Extracted text ▸
───

From someone with 3 kids in the backseat of a not-very-big car.. the fewer boosters, the better  I'd for sure get a harnessed seat for your dd! I have 2 radians and one kiddy cruiserfix in the back of our aerio. dd being able to buckle herself is a fantasy I will not see fulfilled until we're able to get a van. At the very least, we've worked out a system where she holds the female side of the buckle steady while I physically buckle it. That way I only need one hand. We're getting pretty quick at it.


----------



## tiqa (Feb 8, 2012)

I'm kind of nauseated from the prices, but do you think that two Britax Frontiers on either side would work with a Combi Coccoro in the middle for the baby? The Frontiers can harness up to 80 lbs IIRC... OTOH I think the Britax Parkways are thinner but they are only boosters and not harnesses, so it might be hard to buckle them... Oh, my head hurts. And also, how tall is TOO tall for a booster seat? I don't want to block our rear windows...


----------



## tiqa (Feb 8, 2012)

Incidentally i tried to look up Sunshine Kids Radians but I don't think they're made anymore? Amazon is sold out and none of the other stores have them. It looks like they changed their name to Dion or something but they don't look very thin to me.

───

What this exercise asks ▸
**1.** Reproduce everything in the car seat discussion from "Incidentally i tried" down to "thin to me.".
**2.** Continue the forum discussion about car seats, picking up after its final sentence.

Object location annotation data
───

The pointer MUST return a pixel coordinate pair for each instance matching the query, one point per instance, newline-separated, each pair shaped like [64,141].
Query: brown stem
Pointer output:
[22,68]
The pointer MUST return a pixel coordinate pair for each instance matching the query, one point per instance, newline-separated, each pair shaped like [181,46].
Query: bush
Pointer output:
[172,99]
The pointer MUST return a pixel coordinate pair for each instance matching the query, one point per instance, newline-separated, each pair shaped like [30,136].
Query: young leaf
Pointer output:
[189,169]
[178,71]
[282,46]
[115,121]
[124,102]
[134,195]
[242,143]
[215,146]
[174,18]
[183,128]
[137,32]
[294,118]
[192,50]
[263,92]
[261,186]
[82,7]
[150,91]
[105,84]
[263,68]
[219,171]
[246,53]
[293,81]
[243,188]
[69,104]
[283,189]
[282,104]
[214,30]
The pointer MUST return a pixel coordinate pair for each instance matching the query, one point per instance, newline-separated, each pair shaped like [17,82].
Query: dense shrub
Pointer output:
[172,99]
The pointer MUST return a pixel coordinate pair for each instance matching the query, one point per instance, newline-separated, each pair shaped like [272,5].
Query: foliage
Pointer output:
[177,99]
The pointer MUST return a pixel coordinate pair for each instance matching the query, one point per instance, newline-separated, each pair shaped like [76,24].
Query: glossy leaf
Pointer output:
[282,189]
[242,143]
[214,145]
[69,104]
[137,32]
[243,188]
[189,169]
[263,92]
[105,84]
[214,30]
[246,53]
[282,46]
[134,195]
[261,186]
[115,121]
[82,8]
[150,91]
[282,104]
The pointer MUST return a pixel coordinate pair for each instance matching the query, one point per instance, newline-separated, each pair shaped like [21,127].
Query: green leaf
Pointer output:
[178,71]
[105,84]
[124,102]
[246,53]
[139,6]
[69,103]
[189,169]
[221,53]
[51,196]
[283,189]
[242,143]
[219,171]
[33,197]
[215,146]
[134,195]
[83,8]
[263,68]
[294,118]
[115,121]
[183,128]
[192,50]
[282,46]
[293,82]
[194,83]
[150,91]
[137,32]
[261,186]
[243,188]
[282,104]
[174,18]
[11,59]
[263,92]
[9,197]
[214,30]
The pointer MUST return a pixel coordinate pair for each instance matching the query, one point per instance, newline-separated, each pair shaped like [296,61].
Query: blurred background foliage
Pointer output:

───

Response list ▸
**1.**
Incidentally i tried to look up Sunshine Kids Radians but I don't think they're made anymore? Amazon is sold out and none of the other stores have them. It looks like they changed their name to Dion or something but they don't look very thin to me.

**2.**
----------



## LiLStar (Jul 7, 2006)

radians are Diono now. http://www.amazon.com/s/ref=nb_sb_noss_2?url=search-alias%3Daps&field-keywords=diono+radian plenty on amazon! They are very narrow.


----------



## tiqa (Feb 8, 2012)

Ugh... Radian is more than twice the cost of the Parkway... but they do harness...

So would it be worth it to get two Radians for each side and the Coccoro?

The price is making me faint heh. $600... It would be under $400 with the Parkways.


----------



## LiLStar (Jul 7, 2006)

Well, its cheaper than a van at least. Here's what I'd do: Buy a radian for your dd, and a coccoro. Install those, then go to BRU and try the floor model of the parkway with your son and see how it fits and how easy it is to buckle. If its easy to buckle, get that. If you're scraping skin off the back of your hand, order another radian.


----------



## tiqa (Feb 8, 2012)

You know, that's not half bad an idea!


----------



## brigala (Apr 26, 2010)

Is a different car an option?

I have a 2005 Civic. It has a slightly worse back seat than the 2008, but the '08 isn't exactly generous either.

I do not believe that it would be possible to put two boosters and a car seat in my Civic. It may be possible with an '08 but I wouldn't promise.

I own Radians, a Coccoro, and a Parkway. So I've tried a lot of stuff.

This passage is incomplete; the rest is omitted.